- [Set of tasks]:
• 1. Reproduce the passage on the Galician gaita word for word, starting with "Pipes and Pipers: Galician" and going on through "by John Rutherford)".
• 2. Go on with the article on Galician bagpipes and bagpipers from the point where it stops.

- [Quoted passage]:
Pipes and Pipers: Galician Symbols of Ever Evolving Meaning

‘You must sing, / sweet piper girl, / you must sing, / for I’m dying from grief. / […] / To the sound of the pipes, / to the sound of the tambourine, / I ask you to sing, / dark-haired girl.’

From Cantares Gallegos [Galician Songs] (1863) by Rosalía de Castro (Translated by John Rutherford)

This article offers an overview of the tension between tradition and innovation in the world of the Galician gaita in modern times with the aim of showing the vitality of the gaita and the bagpiper as symbols of ever evolving meaning. To do so, we must start looking at the age of nationalism. Spain was no exception to the national movements that swept through Europe in the nineteenth century. In several Spanish regions, two competing national movements developed: that of the nation-state (Spain) and that of the region. Today, most people only think of the Basque Country, Catalonia and Galicia, but there were others, such as the piping region of Asturias, whose most well-known symbol is the cider El gaitero. Most of these regional movements found the spirit of the people in rural culture. Instruments associated with this culture, such as the gaita and the hurdy-gurdy, were revitalised and promoted. In the article ‘Bagpipes and Digital Music: the Re-Mixing of the Galician Identity’, the writer Xelís de Toro explains how the gaita, made of wood and textiles, and the bagpiper, a member of the rural community, ‘could represent perfectly the realm of the rural, nature and landscape, the places where Galician identity was to be found’.

- [Provided data]:
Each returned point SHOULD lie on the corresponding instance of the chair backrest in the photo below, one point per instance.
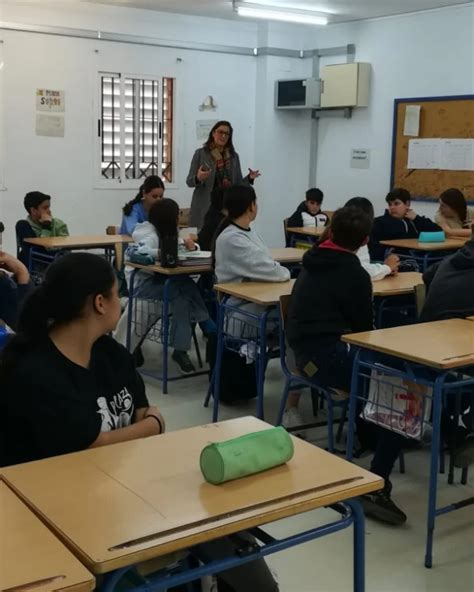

- [The answers]:
• 1.
Pipes and Pipers: Galician Symbols of Ever Evolving Meaning

‘You must sing, / sweet piper girl, / you must sing, / for I’m dying from grief. / […] / To the sound of the pipes, / to the sound of the tambourine, / I ask you to sing, / dark-haired girl.’

From Cantares Gallegos [Galician Songs] (1863) by Rosalía de Castro (Translated by John Rutherford)

• 2.
It must be noted that the gaita (and the hurdy-gurdy, for that matter) is not only a rural instrument of the lower classes. Its first representations are found in the medieval manuscripts of the Cantigas de Santa María [Songs of Holy Mary], dating from the thirteenth century, and there are references to duets of gaiteiro and tamboril [drummer] being hired by all sort of civil and religious institutions from the sixteenth century onwards. According to the musicologist Casto Sampedro, these duets were intermediaries between the popular and the educated classes—they helped to popularise learned compositions.

Another key element of the Galician political project was the language. Galician (or Galego), a Romance language in its own right, but which many have considered a Spanish dialect, was revitalised. Traditional songs were collected and writing in the language was promoted. Examples of the relationship between the pipes and the language can be found in two foundational books of the Galician regional movement. The first book ever published (partially) in Galician, A gaita gallega [The Galician Pipes] (1853), written by Xoán Manuel Pintos, is a collection of poems heralding a new age for the language where the protagonists are an old gaiteiro and a young tamborileiro [drummer]. The image of the bagpiper as an old, wise man is a common one. A characteristic poem from the collection says: ‘Please God these well-played Pipes / bring memories to the good Piper, / and may thousand more men, / where the first one played, / also come to play the beloved Pipes.’ In this call to arms, ‘playing the beloved Pipes’ also stand for using the language and for promoting Galician culture.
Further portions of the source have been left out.